*Given request 1*. Set down the following review excerpt about Thomas L. Kane word for word and in full.

*Text excerpt*.

Matthew Grow investigates the life and times of Thomas L. Kane (1822–83) and, along the way, he illuminates wider cultural patterns within the U.S. culture during the mid- to late nineteenth century. For Grow, Kane’s self-appointed role as the protector of the Church of Jesus Christ of Latter-day Saints (LDS Church), as well as his involvement in abolitionism and, eventually, the Civil War, illustrate growing questions within the U.S. about human rights, property rights, and religious rights. Within this context, Grow argues that Kane is an example of an oft-ignored but important reformer of the nineteenth century: “Kane is representative of reformers who combined an allegiance to the Democratic Party, anti-evangelicalism, and romanticism” (p. xvi). Grow quickly establishes that Kane was a complicated and contradictory character, a conclusion that only solidifies as the book progresses.

Born in Philadelphia, Thomas Kane was the second son of John Kintzing Kane and Jane Duval Leiper, both from prominent mercantile families with political savvy. “Thomas’s childhood gave him not only political connections, an upper-class education, and a genteel background, but also . . . an appreciation for religious diversity, and a romantic respect for those who stood against the crowd” (p. 12). Small, sickly, yet rebellious, Kane attended Dickinson College only one year. He stayed long enough to begin his career as a mediator when he negotiated unsuccessfully with the college administration to readmit a number of freshmen who had been involved in a lark.

*Data provided*.
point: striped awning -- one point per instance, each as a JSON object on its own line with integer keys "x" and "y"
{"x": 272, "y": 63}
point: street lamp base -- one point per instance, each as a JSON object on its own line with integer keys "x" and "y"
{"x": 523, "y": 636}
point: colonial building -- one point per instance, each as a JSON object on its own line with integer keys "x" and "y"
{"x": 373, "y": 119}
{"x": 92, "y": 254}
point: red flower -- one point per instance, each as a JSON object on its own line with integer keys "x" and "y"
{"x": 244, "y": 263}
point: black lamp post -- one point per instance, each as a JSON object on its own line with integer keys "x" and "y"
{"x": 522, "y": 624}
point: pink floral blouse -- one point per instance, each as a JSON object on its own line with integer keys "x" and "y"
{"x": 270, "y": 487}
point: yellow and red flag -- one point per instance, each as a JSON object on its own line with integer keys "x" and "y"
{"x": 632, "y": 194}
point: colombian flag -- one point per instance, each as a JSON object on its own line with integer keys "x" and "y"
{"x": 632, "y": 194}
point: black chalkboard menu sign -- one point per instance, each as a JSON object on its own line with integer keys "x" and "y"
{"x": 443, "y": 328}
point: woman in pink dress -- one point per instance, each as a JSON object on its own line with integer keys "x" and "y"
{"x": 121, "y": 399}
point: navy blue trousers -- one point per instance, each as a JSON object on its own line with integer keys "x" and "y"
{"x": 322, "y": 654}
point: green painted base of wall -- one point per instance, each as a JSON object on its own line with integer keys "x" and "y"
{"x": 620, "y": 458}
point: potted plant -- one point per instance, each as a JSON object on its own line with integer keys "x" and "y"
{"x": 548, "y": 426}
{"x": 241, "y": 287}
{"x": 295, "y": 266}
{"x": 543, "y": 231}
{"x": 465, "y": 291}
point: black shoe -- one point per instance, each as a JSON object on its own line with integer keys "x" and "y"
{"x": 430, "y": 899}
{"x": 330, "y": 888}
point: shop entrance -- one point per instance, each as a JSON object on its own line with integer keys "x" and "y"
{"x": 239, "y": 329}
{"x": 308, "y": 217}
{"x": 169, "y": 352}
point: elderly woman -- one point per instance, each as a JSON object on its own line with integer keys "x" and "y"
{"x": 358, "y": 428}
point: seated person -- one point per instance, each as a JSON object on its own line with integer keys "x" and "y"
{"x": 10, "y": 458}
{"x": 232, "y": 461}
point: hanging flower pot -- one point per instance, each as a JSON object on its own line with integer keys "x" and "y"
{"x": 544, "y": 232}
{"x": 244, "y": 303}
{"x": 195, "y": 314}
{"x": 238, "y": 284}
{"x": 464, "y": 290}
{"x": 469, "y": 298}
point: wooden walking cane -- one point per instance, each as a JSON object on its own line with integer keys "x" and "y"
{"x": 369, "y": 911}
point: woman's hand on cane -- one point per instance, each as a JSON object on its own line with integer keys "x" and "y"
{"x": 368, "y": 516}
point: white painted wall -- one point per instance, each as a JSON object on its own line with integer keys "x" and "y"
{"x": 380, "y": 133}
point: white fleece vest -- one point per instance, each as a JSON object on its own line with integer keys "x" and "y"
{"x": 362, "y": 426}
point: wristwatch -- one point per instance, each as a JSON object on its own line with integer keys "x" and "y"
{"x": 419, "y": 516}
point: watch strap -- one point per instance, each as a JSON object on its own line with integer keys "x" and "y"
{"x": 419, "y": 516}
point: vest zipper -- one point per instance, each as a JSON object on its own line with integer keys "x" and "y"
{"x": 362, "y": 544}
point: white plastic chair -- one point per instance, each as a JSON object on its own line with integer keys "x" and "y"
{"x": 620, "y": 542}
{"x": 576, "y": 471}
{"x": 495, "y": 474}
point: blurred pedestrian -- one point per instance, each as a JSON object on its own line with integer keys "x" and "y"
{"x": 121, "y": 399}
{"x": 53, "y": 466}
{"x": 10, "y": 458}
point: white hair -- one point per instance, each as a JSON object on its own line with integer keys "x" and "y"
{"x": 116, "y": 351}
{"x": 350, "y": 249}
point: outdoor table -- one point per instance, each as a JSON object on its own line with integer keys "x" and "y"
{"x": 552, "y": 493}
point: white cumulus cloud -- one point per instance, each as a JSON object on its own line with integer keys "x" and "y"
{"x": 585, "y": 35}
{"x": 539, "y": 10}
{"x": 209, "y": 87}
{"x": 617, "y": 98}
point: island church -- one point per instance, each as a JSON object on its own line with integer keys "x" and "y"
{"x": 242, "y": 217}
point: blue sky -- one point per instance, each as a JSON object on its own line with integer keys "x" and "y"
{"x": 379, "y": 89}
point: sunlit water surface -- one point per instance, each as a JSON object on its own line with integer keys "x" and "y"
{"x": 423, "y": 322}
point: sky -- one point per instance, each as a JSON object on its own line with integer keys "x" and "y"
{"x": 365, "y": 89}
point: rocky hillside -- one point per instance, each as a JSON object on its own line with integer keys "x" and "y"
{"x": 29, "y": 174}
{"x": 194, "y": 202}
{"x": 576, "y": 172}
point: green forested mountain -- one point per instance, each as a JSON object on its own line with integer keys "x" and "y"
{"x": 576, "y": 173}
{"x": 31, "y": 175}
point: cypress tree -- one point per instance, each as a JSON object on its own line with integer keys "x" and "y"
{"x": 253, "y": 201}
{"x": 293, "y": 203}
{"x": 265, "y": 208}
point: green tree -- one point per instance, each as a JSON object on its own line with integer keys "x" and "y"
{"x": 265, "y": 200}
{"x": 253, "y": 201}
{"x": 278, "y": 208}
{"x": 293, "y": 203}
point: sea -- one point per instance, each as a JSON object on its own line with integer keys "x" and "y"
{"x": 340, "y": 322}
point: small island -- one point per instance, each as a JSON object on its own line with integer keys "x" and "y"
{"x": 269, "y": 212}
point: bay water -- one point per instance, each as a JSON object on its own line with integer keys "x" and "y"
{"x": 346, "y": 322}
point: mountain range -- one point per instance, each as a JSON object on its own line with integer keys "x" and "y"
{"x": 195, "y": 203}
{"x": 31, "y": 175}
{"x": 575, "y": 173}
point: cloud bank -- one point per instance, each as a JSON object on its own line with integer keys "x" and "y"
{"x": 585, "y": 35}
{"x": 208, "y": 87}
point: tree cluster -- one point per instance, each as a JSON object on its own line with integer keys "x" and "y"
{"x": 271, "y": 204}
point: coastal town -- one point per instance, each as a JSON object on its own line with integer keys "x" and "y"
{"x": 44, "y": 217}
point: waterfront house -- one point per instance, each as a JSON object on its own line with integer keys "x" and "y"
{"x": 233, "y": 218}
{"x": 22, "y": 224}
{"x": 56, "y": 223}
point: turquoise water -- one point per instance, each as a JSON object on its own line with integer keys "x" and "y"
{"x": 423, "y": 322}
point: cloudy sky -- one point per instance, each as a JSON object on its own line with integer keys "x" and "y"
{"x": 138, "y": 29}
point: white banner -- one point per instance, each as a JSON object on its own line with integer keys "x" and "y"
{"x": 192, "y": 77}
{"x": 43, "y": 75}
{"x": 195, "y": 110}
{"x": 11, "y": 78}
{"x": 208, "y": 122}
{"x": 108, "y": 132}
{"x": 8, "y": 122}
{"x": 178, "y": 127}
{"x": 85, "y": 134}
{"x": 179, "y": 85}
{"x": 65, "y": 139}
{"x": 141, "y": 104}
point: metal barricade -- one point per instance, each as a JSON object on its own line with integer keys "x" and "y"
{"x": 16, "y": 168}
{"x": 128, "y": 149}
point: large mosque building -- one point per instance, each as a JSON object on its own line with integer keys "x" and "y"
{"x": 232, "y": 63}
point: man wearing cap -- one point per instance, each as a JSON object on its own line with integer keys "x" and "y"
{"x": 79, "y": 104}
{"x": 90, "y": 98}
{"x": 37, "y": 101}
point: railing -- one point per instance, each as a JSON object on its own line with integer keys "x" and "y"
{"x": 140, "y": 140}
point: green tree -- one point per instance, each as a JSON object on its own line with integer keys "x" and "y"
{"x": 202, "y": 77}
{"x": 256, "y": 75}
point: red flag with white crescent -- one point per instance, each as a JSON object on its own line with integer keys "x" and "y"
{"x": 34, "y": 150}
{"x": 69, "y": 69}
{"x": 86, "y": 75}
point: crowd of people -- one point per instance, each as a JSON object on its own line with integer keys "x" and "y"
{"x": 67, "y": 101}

*Given request 2*. Resize part of the records: take the lines starting with the line containing "point: red flag" and going on through the last line of the records, and give only those lines again, requests included. Multiply every x and y coordinate in the answers by 2.1 and round each result to a whole number, with halves rounded up.

*Result 1*.
Matthew Grow investigates the life and times of Thomas L. Kane (1822–83) and, along the way, he illuminates wider cultural patterns within the U.S. culture during the mid- to late nineteenth century. For Grow, Kane’s self-appointed role as the protector of the Church of Jesus Christ of Latter-day Saints (LDS Church), as well as his involvement in abolitionism and, eventually, the Civil War, illustrate growing questions within the U.S. about human rights, property rights, and religious rights. Within this context, Grow argues that Kane is an example of an oft-ignored but important reformer of the nineteenth century: “Kane is representative of reformers who combined an allegiance to the Democratic Party, anti-evangelicalism, and romanticism” (p. xvi). Grow quickly establishes that Kane was a complicated and contradictory character, a conclusion that only solidifies as the book progresses.

Born in Philadelphia, Thomas Kane was the second son of John Kintzing Kane and Jane Duval Leiper, both from prominent mercantile families with political savvy. “Thomas’s childhood gave him not only political connections, an upper-class education, and a genteel background, but also . . . an appreciation for religious diversity, and a romantic respect for those who stood against the crowd” (p. 12). Small, sickly, yet rebellious, Kane attended Dickinson College only one year. He stayed long enough to begin his career as a mediator when he negotiated unsuccessfully with the college administration to readmit a number of freshmen who had been involved in a lark.

*Result 2*.
point: red flag with white crescent -- one point per instance, each as a JSON object on its own line with integer keys "x" and "y"
{"x": 71, "y": 315}
{"x": 145, "y": 145}
{"x": 181, "y": 158}
point: crowd of people -- one point per instance, each as a JSON object on its own line with integer keys "x" and "y"
{"x": 141, "y": 212}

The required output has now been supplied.